Every record below should be printed exactly as it appears.

_Data section:_
◇ ◇ ◇ ◇
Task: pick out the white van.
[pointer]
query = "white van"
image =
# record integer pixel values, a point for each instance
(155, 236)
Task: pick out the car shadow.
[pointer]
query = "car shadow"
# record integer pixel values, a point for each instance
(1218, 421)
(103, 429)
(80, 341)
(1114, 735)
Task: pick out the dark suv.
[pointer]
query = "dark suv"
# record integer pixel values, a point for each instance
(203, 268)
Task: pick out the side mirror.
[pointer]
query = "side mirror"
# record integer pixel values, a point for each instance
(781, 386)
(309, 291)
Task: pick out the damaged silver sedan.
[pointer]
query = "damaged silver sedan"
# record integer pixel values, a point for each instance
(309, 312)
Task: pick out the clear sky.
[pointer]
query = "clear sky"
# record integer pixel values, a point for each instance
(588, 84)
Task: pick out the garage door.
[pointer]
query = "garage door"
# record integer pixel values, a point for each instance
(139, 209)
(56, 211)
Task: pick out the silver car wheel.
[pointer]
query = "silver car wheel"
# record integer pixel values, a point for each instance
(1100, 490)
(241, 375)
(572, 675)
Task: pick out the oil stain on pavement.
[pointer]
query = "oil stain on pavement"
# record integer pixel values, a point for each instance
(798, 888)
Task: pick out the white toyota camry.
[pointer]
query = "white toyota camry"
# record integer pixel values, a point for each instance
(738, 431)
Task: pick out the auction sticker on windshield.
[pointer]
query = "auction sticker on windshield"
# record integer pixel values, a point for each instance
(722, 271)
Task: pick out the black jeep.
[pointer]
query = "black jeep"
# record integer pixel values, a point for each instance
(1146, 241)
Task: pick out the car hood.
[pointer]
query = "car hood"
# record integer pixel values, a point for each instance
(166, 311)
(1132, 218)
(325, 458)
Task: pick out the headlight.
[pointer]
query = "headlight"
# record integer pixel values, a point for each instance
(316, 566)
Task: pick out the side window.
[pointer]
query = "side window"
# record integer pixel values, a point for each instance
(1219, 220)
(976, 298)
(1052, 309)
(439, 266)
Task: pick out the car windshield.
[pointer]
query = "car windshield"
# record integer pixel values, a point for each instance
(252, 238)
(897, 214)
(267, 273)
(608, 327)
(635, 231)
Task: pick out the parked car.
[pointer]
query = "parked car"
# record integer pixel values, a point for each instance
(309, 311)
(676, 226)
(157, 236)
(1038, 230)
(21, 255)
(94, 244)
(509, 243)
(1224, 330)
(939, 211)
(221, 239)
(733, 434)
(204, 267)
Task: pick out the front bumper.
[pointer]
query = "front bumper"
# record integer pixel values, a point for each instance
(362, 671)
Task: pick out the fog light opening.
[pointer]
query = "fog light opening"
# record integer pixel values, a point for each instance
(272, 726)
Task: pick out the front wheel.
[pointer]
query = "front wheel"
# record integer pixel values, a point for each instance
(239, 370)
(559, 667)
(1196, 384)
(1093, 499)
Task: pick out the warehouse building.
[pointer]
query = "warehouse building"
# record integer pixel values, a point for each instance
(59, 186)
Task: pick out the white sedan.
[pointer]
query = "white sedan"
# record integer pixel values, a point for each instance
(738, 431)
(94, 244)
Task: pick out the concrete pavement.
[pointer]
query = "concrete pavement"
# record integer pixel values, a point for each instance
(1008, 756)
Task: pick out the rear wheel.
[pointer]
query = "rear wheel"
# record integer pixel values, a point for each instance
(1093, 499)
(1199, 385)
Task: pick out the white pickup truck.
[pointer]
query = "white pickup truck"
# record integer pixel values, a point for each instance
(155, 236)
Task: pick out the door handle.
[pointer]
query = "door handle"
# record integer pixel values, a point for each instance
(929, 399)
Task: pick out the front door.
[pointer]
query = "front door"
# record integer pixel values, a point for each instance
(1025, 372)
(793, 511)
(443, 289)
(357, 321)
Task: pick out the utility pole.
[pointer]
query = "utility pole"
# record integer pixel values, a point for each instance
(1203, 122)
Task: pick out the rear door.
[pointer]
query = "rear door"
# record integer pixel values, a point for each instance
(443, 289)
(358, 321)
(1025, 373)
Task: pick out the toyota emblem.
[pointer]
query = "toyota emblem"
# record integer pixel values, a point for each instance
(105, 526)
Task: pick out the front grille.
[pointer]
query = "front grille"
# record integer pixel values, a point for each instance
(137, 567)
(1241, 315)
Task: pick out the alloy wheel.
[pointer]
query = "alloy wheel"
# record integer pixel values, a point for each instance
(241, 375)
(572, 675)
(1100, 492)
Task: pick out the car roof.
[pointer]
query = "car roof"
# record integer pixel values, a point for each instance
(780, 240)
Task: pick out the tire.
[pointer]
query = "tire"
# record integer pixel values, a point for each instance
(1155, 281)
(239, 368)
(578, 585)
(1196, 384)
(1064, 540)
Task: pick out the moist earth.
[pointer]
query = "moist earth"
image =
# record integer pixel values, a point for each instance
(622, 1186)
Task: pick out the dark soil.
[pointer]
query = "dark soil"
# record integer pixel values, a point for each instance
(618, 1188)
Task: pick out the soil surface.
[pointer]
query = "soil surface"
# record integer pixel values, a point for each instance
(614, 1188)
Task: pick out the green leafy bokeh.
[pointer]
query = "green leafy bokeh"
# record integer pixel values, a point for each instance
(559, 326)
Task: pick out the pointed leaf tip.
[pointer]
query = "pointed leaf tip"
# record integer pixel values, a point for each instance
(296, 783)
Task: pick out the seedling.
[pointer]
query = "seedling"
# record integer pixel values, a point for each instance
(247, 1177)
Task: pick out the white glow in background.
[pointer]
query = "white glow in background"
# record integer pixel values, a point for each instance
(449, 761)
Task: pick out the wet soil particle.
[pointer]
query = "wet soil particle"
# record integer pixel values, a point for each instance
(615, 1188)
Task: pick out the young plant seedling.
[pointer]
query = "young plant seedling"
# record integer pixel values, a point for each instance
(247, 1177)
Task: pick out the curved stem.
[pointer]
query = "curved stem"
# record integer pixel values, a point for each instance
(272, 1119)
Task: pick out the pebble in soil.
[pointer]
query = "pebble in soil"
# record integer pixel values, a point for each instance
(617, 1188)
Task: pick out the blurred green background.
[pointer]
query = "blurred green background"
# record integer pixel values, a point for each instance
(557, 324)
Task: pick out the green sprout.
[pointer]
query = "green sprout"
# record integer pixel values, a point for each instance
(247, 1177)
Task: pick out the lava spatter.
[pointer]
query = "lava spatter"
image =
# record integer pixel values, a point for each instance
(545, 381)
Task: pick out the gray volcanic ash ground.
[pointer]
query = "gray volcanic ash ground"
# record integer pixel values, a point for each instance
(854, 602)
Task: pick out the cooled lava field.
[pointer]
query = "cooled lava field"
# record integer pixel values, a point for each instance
◇ ◇ ◇ ◇
_Solution to this problem:_
Task: pick out the white van.
[pointer]
query = "white van"
image =
# record integer pixel values, a point for each instance
(155, 236)
Task: pick out the car shadow.
[pointer]
query = "car shadow"
# record integer pixel values, a point for each instance
(1218, 421)
(103, 429)
(80, 341)
(1114, 735)
Task: pick out the dark suv.
[pointer]
query = "dark suv"
# record integer pixel values, a point for each instance
(203, 268)
Task: pick out the side mirror.
[pointer]
query = "side mirror"
# record integer pixel values, a point for each instance
(781, 386)
(309, 291)
Task: pick out the damaged silver sedan.
[pointer]
query = "damaged silver sedan"
# record integer pixel values, a point for each instance
(309, 312)
Task: pick out the clear sky.
[pointer]
query = "clear sky"
# record integer pixel values, a point for each instance
(588, 84)
Task: pick out the garage door.
[pointer]
query = "garage door"
# record integer pixel values, a point for each instance
(139, 209)
(56, 211)
Task: pick out the silver car wheel.
[pointer]
query = "silver car wheel"
# record integer pixel values, a point for each instance
(1100, 490)
(241, 375)
(572, 675)
Task: pick out the oil stain on pavement.
[pointer]
query = "oil stain on pavement"
# record integer pixel values, a point for each instance
(798, 888)
Task: pick out the white toyota camry.
[pointer]
query = "white toyota camry"
# record integer pixel values, a point for each instance
(738, 431)
Task: pick out the auction sticker on windshield.
[pointer]
query = "auction sticker on windshield"
# record integer pixel values, a point for each instance
(722, 271)
Task: pick out the black jeep.
[pointer]
query = "black jeep"
# record integer pixel values, a point for each instance
(1146, 241)
Task: pick out the car hood.
[pointer]
query = "car hood"
# record integer pixel values, a point for each instance
(166, 311)
(1132, 218)
(325, 458)
Task: pick out the headlight.
[pointer]
query = "headlight"
# record integer pixel values, a point for each instance
(316, 566)
Task: pick out the side window.
[pointer]
query = "side window"
# record integer pixel values, a point for each instance
(1219, 220)
(976, 298)
(1052, 309)
(439, 266)
Task: pick out the car windshield.
[pointer]
query = "car windshield"
# record integer pixel values, a point for each instance
(252, 238)
(897, 214)
(267, 273)
(608, 327)
(635, 231)
Task: pick out the parked car.
[pointer]
query = "parked car"
# record integer pixel values, a point for each instance
(309, 311)
(676, 226)
(157, 236)
(1038, 230)
(21, 255)
(94, 244)
(509, 243)
(1224, 330)
(939, 211)
(221, 239)
(733, 434)
(204, 267)
Task: pick out the front bumper.
[pointer]
query = "front bumper"
# record integer pixel values, a point for each instance
(362, 671)
Task: pick out the fog light opening.
[pointer]
query = "fog light opening"
# record integer pixel values, a point for each instance
(272, 726)
Task: pick out the front wheel.
[pointer]
query = "front wheel"
# record integer pixel values, a point for each instance
(239, 370)
(559, 667)
(1196, 384)
(1093, 499)
Task: pick out the warehouse building.
[pointer]
query = "warehouse building"
# record integer pixel values, a point for each instance
(59, 186)
Task: pick out the white sedan.
[pointer]
query = "white sedan"
# record integer pixel values, a point for each instance
(738, 431)
(94, 244)
Task: pick out the concrete pavement.
[pointer]
query = "concrete pavement"
# record integer pixel values, a point for each instance
(1008, 756)
Task: pick out the rear wheel.
[pointer]
query = "rear wheel"
# record integer pixel values, a point for each instance
(1093, 499)
(1199, 385)
Task: pick out the white pickup truck.
[pointer]
query = "white pickup truck"
# record integer pixel values, a point for each instance
(155, 236)
Task: pick out the door handle.
[pointer]
query = "door handle"
# record integer pixel values, a point for each instance
(929, 399)
Task: pick out the front door.
[pointer]
query = "front door"
# record integer pixel values, a point for each instance
(1025, 372)
(793, 511)
(443, 289)
(357, 321)
Task: pick out the utility pole.
[pointer]
query = "utility pole"
# record integer pixel values, a point for each instance
(1203, 122)
Task: pick out the rear door.
[pointer]
query = "rear door"
# record integer pixel values, a point for each instance
(443, 289)
(358, 321)
(1025, 373)
Task: pick out the toyota emblem.
[pointer]
query = "toyota emblem"
# record integer pixel values, a point for each instance
(105, 526)
Task: pick out the front grille.
[pointer]
query = "front grille"
# record integer pixel values, a point for each instance
(137, 567)
(1241, 315)
Task: pick out the alloy wheel.
[pointer]
query = "alloy wheel"
# record integer pixel values, a point for each instance
(241, 375)
(572, 675)
(1100, 492)
Task: pick out the car roof.
[pointer]
query = "car roof"
# record integer pixel values, a point for each instance
(780, 240)
Task: pick out the tire.
[pointer]
query = "tire"
# record integer pixel values, a point for each instance
(1155, 281)
(239, 368)
(578, 585)
(1196, 384)
(1064, 540)
Task: pick out the moist earth.
[pointer]
query = "moist earth"
image =
# record integer pixel values, a point for each instance
(622, 1186)
Task: pick out the dark soil.
[pointer]
query = "dark soil"
# record integer pixel values, a point for each instance
(618, 1188)
Task: pick out the soil surface.
[pointer]
query = "soil surface"
# record integer pixel values, a point for each instance
(614, 1188)
Task: pick out the green leafy bokeh.
[pointer]
query = "green leafy bokeh"
# record integer pixel values, a point for each instance
(559, 326)
Task: pick out the pointed leaf tip.
[pointer]
query = "pointed leaf tip"
# record integer pixel values, a point for each instance
(296, 783)
Task: pick out the seedling.
[pointer]
query = "seedling"
# record integer pixel values, a point for each instance
(247, 1177)
Task: pick out the white glow in background.
[pointer]
query = "white glow in background"
# record integer pixel values, a point for each instance
(449, 761)
Task: pick out the wet soil particle.
[pointer]
query = "wet soil particle"
# record integer pixel values, a point for each instance
(615, 1188)
Task: pick out the young plant seedling.
[pointer]
query = "young plant seedling"
# record integer pixel values, a point for each instance
(247, 1177)
Task: pick out the curved stem.
[pointer]
query = "curved stem"
# record integer pixel values, a point for each instance
(272, 1119)
Task: pick out the pebble in soil.
[pointer]
query = "pebble in soil"
# record integer pixel values, a point for each instance
(617, 1188)
Task: pick out the blurred green background.
[pointer]
query = "blurred green background"
# record integer pixel values, a point for each instance
(557, 324)
Task: pick out the green sprout.
[pointer]
query = "green sprout"
# record integer pixel values, a point for each instance
(247, 1177)
Task: pick out the lava spatter.
[pointer]
query = "lava spatter"
image =
# record integer pixel values, a point for each instance
(545, 381)
Task: pick out the gray volcanic ash ground.
[pointer]
query = "gray volcanic ash ground"
# record integer pixel values, a point for each instance
(854, 602)
Task: pick out the cooled lava field.
[pointer]
query = "cooled lava field"
# record integer pixel values, a point for each instance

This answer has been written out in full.